Texto escolhido:

******************************

O espaço disponível para a esquerda não-identitária é limitado. O neo-liberalismo conseguiu mercantilizar quase tudo, transformar em produto cada aspiração pessoal, chamar privilégio a cada um dos direitos sociais, explorar enquanto nichos de mercado cada sub-cultura. E até vender a sua própria ideologia como política progressista, convencer-nos que votamos com a carteira, que ao escolher o que comprar, o que boicotar, estamos a fazer activismo. Se olharmos para os EUA e o Brasil, o triunfo deste novo tipo de populismo ajudou a entrincheirar a política. Há o risco de criar blocos morais, em que a dissidência é vista como traição, em que a diferença de opinião é encarada como falha ideológica intolerável. Tendo visto o estrago noutros países, convém tomarmos a vacina. É a diversidade de tendências, a insistência na discussão, a tradição académica, a própria dissidência intelectual que dá força à esquerda. Todas as vezes que na história essa dissidência foi reprimida isso era sintoma de totalitarismo, censura, autoritarismo. Que ela aconteça na extrema direita não nos surpreende. Que aconteça à esquerda deve preocupar-nos. Não devemos deixar que ninguém nos coloque em trincheira, que escolha por nós a lista de items a defender nem que nos diga que modalidades de pensamento são aceitáveis. E, sobretudo, não podemos limitar a política ao meme, ao vídeo de segundos, ao comentário sarcástico, à internet. É tempo de sermos cidadãos e cidadãs, democratas, em solidariedade, com liberdade de pensamento e lucidez.

#001634 – 25 de Fevereiro de 2024

Os emigrantes a votar num partido anti-emigração. A política do medo, do ódio, do “ajuste de contas” com a história dispensa a concórdia, a razão, a justiça.

#001633 – 24 de Fevereiro de 2024

O documentário sobre o Herzog começa com a frase, usada com pertinente sentido de humor e lucidez, “based on a true story”.

#001632 – 23 de Fevereiro de 2024

Volto a traduzir, diariamente. Recomeçar recomeços, interromper interrupções, é talvez o meu único talento consistente e fidedigno.

#001631 – 22 de Fevereiro de 2024

Os meus pais fizeram 50 de casados. Foi bom celebrar com a família, juntar gerações à volta da mesa.

#001630 – 21 de Fevereiro de 2024

Do lado de fora da janela os pássaros do costume assinalam-me a insónia. Quando ouço este canto, em todo o caso bastante agradável, sei que é muito tarde. Têm o ritmo de uma conversa, frases melódicas e um silêncio seguido de resposta. Leio o livro do Manuel Abrantes. É um primeiro romance excepcional.

#001629 – 20 de Fevereiro de 2024

Greve dos jornalistas, finalmente. Nos mais de vinte anos desde que terminei o curso de jornalismo não houve uma única greve do sector em Portugal. De facto, não havia greve de jornalistas há cerca de 40 anos. Numa profissão com condições tão precárias, já vem tarde. Com a ascensão dos spin dictators, o ataque a whistleblowers e figuras como Assange e a jornalistas como Jamal Khashoggi, nunca foi tão importante como agora haver jornalismo independente e redações com alguma resiliência em relação às pressões económicas e políticas. Têm a minha solidariedade. Não podemos ficar entregues ao fake e ao spin e os jornalistas têm de ser devidamente recompensados e a sua actividade dignificada.

******************************

Dados fornecidos:

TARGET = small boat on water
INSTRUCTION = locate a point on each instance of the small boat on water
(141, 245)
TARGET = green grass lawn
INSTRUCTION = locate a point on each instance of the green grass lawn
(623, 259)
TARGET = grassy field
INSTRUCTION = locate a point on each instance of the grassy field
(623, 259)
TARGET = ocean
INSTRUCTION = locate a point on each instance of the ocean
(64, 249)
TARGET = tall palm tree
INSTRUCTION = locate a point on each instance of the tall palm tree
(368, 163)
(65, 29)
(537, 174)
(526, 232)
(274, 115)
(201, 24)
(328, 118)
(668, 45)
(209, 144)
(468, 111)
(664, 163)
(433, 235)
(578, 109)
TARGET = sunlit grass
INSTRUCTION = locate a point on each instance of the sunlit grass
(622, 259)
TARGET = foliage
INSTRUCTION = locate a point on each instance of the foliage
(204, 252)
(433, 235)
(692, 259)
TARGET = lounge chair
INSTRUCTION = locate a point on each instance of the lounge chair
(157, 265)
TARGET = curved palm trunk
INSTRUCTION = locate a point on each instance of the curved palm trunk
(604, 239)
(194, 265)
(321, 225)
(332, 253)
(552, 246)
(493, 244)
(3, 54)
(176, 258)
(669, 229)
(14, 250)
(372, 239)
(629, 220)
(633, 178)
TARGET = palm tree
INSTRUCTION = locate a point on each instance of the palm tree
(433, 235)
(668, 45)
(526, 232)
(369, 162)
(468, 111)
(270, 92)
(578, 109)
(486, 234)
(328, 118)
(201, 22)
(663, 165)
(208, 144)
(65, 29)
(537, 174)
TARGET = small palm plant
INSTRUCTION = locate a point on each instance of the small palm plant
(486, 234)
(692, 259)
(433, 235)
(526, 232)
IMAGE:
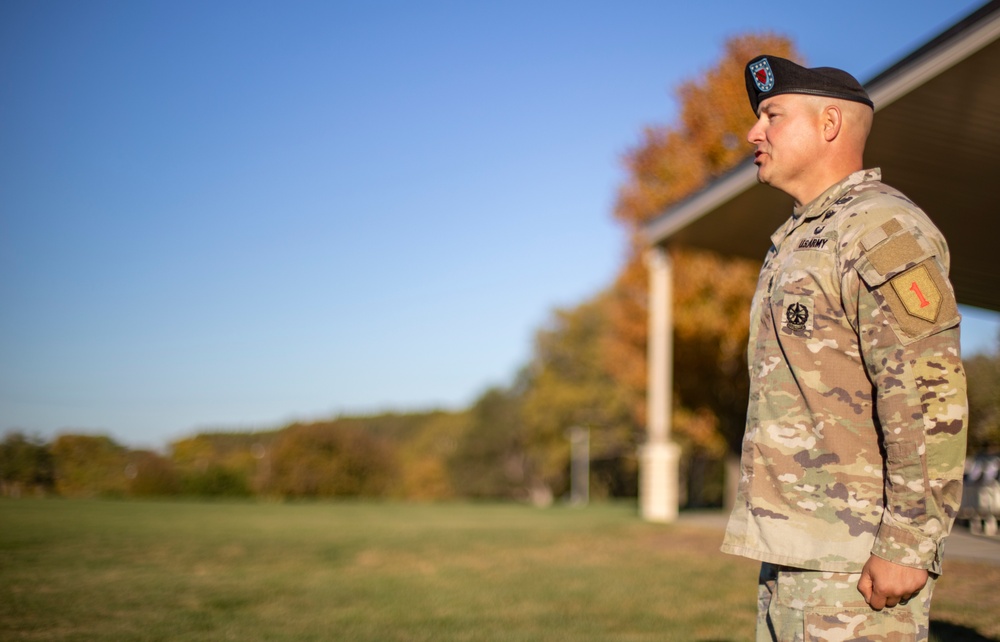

******************************

Tarefa 1: Reproduza o trecho do texto escolhido entre “Os emigrantes a” e “consistente e fidedigno.”, inclusive.
Tarefa 2: Indique todas as pessoas referidas pelo nome no texto escolhido.

Espaço de resposta 1:
Os emigrantes a votar num partido anti-emigração. A política do medo, do ódio, do “ajuste de contas” com a história dispensa a concórdia, a razão, a justiça.

#001633 – 24 de Fevereiro de 2024

O documentário sobre o Herzog começa com a frase, usada com pertinente sentido de humor e lucidez, “based on a true story”.

#001632 – 23 de Fevereiro de 2024

Volto a traduzir, diariamente. Recomeçar recomeços, interromper interrupções, é talvez o meu único talento consistente e fidedigno.

Espaço de resposta 2: Herzog, Manuel Abrantes, Assange, Jamal Khashoggi